=== Supplied records ===
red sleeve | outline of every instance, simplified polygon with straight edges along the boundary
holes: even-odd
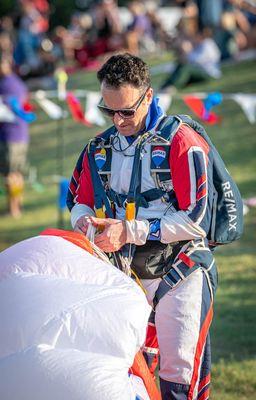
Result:
[[[195,153],[199,154],[196,155]],[[209,146],[193,129],[182,125],[173,138],[170,151],[170,168],[173,189],[179,209],[186,211],[199,198],[202,183],[206,179]],[[200,162],[200,157],[205,163]]]
[[[78,180],[75,202],[85,204],[92,210],[94,209],[94,190],[87,153],[84,154],[83,158],[83,166]]]

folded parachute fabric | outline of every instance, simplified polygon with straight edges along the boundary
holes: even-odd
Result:
[[[144,293],[77,234],[48,233],[0,253],[0,398],[153,400],[128,375],[146,335]]]

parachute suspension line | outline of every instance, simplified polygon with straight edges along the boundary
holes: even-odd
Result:
[[[134,277],[135,282],[139,285],[139,287],[141,288],[141,290],[147,294],[146,289],[143,287],[140,278],[138,277],[138,275],[136,274],[136,272],[131,268],[131,276]]]
[[[100,260],[106,262],[107,264],[112,264],[112,262],[109,260],[108,256],[106,256],[106,254],[104,253],[104,251],[102,251],[98,246],[96,246],[95,243],[92,243],[92,249],[93,249],[93,253],[94,255],[96,255]]]
[[[90,244],[93,249],[93,254],[97,256],[100,260],[111,264],[112,263],[109,261],[108,256],[102,251],[96,244],[94,243],[94,238],[95,238],[95,233],[96,233],[96,228],[93,226],[91,223],[88,224],[87,232],[86,232],[86,237],[90,241]]]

=== Assignment ===
All of the data above should be printed again exactly, though none of the pictures belong in the copy.

=== Output ===
red sleeve | outline of every instance, simplified polygon with straight edges along the boundary
holes: even-odd
Result:
[[[195,153],[199,154],[196,155]],[[209,146],[193,129],[182,125],[173,138],[170,151],[170,168],[173,189],[179,209],[186,211],[199,198],[202,183],[206,179]],[[200,162],[200,157],[205,163]]]
[[[78,180],[75,202],[85,204],[92,210],[94,209],[94,190],[87,153],[84,154],[83,158],[83,166]]]

folded parachute fabric | outline of every instance, simplified polygon with straight edges along the boundary
holes: even-odd
Result:
[[[144,293],[77,234],[48,233],[0,253],[0,398],[153,400],[128,375],[146,335]]]

parachute suspension line | outline of every instance, simplified polygon with straight edges along the boundary
holes: even-odd
Result:
[[[134,277],[135,282],[139,285],[139,287],[141,288],[141,290],[147,294],[146,289],[143,287],[140,278],[138,277],[138,275],[136,274],[136,272],[131,268],[131,276]]]
[[[100,260],[106,262],[107,264],[112,264],[112,262],[109,260],[108,256],[106,256],[106,254],[104,253],[104,251],[102,251],[98,246],[96,246],[95,243],[92,243],[92,249],[93,249],[93,253],[94,255],[96,255]]]
[[[90,244],[93,249],[93,254],[97,256],[100,260],[111,264],[112,263],[109,261],[108,256],[102,251],[96,244],[94,243],[94,238],[95,238],[95,233],[96,233],[96,228],[93,226],[91,223],[88,224],[87,232],[86,232],[86,237],[90,241]]]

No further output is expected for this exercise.